[TESTO DI RIFERIMENTO]
++++++++++++++++++++

Nella mia storia recente, pensando agli ultimi anni, il mio stream creativo più importante è stato quello di circa un anno e mezzo fa, che ha portato alla realizzazione della mostra “Tutto infinito” che inaugurava gli spazi di OGR – Officine Grandi Riparazioni a Torino. Quella mostra e i miei lavori hanno sicuramente rappresentato uno scarto, che condiziona il mio lavoro fino a oggi e che è riuscito a sintetizzare due momenti del mio processo creativo contribuendo ad un mio cambiamento come individuo prima ancora che come artista con l’inizio di una serie di esperienze diverse anche a livello personale. All’interno di questo progetto-mostra specifico, scelgo di parlare di un’opera che ha particolare attinenza con la ricerca che porto avanti oggi, così come con una dimensione più personale. Mi riferisco a The Power Napper, una scansione 3D di un bimbo che dorme.

++++++++++++++++++++

[RECORD DEL DATASET]
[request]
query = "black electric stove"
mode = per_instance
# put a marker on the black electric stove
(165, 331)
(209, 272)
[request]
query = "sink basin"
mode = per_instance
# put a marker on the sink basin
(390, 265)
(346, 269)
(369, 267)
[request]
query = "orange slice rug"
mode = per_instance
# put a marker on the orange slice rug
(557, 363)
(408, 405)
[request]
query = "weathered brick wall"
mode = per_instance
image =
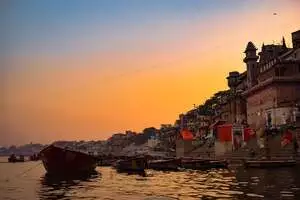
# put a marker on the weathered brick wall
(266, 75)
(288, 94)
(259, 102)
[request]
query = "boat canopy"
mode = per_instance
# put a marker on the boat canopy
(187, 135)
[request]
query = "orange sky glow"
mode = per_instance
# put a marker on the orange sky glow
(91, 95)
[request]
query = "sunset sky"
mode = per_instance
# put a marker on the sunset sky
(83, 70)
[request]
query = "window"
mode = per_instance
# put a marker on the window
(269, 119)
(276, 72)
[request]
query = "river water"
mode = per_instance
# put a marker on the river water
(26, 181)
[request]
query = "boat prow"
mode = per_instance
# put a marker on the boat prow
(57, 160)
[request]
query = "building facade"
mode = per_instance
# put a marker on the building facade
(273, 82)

++++++++++++++++++++

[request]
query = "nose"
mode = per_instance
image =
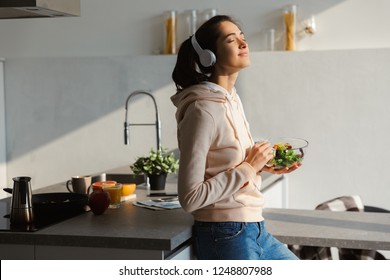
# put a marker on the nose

++++++++++++++++++++

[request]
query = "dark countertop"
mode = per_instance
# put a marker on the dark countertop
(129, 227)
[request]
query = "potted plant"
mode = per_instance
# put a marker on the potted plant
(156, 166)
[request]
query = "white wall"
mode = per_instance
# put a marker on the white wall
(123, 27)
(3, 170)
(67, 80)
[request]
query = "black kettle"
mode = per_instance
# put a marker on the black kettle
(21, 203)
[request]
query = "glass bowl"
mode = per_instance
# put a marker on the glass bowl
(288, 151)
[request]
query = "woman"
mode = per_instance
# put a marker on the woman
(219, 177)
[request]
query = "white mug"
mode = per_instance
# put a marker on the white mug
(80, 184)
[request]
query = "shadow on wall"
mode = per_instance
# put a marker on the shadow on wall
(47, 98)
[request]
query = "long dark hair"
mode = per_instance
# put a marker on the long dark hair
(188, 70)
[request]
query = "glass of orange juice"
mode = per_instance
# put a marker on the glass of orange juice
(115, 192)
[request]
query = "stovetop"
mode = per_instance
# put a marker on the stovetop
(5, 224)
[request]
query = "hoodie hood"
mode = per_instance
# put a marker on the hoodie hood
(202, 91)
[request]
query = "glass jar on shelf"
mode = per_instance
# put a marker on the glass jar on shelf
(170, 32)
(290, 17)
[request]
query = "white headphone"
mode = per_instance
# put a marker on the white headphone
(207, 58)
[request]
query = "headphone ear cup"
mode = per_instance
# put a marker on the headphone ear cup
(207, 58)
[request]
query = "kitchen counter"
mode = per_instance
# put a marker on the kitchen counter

++++++++++++++++++++

[COMPLETA QUANTO SEGUE]
(a) Copia dal testo sulla mostra «Tutto infinito» il passo che comincia con "Nella mia storia" e termina con "bimbo che dorme.".
(b) Secondo il testo sulla mostra «Tutto infinito», che cos'è l'opera The Power Napper?
(c) Prosegui il testo sulla mostra «Tutto infinito» dopo la sua ultima frase.

[RISULTATI ATTESI]
(a)
Nella mia storia recente, pensando agli ultimi anni, il mio stream creativo più importante è stato quello di circa un anno e mezzo fa, che ha portato alla realizzazione della mostra “Tutto infinito” che inaugurava gli spazi di OGR – Officine Grandi Riparazioni a Torino. Quella mostra e i miei lavori hanno sicuramente rappresentato uno scarto, che condiziona il mio lavoro fino a oggi e che è riuscito a sintetizzare due momenti del mio processo creativo contribuendo ad un mio cambiamento come individuo prima ancora che come artista con l’inizio di una serie di esperienze diverse anche a livello personale. All’interno di questo progetto-mostra specifico, scelgo di parlare di un’opera che ha particolare attinenza con la ricerca che porto avanti oggi, così come con una dimensione più personale. Mi riferisco a The Power Napper, una scansione 3D di un bimbo che dorme.

(b) Una scansione 3D di un bimbo che dorme.

(c)
Una piccola introduzione d’insieme sulla mostra per me è fondamentale per capire lo spirito che caratterizza The Power Napper. Infatti, è arrivata nel momento in cui stavo instaurando un rapporto differente con l’idea di spiritualità laica, è nato in me un approccio più spirituale e meditativo; si trattava di una dimensione personale, quasi fosse il tentativo di sottrarsi a una dimensione mainstream. Parlo di una porzione privata e intima di come io vivo la ricerca. Quello spazio è immenso con cui misurarmi e la storia di quel luogo trasuda un’esperienza legata all’industria pesante dell’acciaio, facendomi pensare, a maggior ragione, al rapporto che noi abbiamo con il passaggio del tempo.
Tutto il lavoro è stato un ricostruire un sistema di segni, un organismo complesso ma che raccontasse di una dimensione altra nello spazio e nel tempo, così come nella percezione dell’uomo.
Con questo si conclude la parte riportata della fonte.